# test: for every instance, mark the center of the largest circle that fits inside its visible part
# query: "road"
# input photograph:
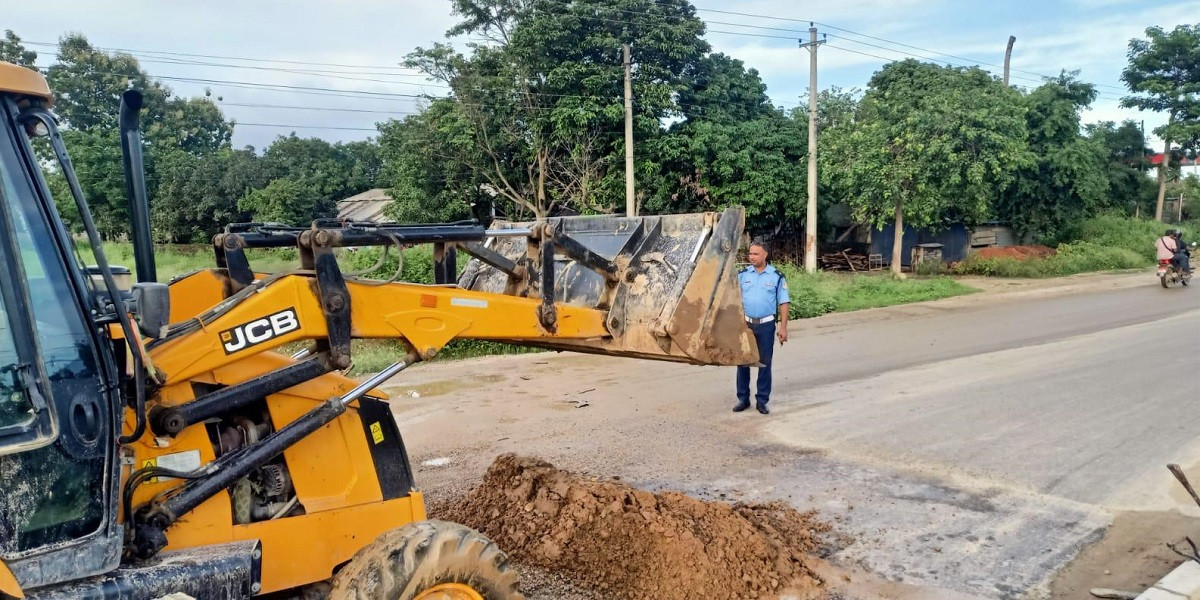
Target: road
(971, 448)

------------------------------------------------------------

> TASK STATEMENT
All of the entries above should be retyped exactly, with the pictures left out.

> RESPONSE TO THIS EXERCISE
# test: for every instance, mark the center of the largest circle that fits inside its visible part
# query: "road"
# input photograph:
Target: road
(971, 448)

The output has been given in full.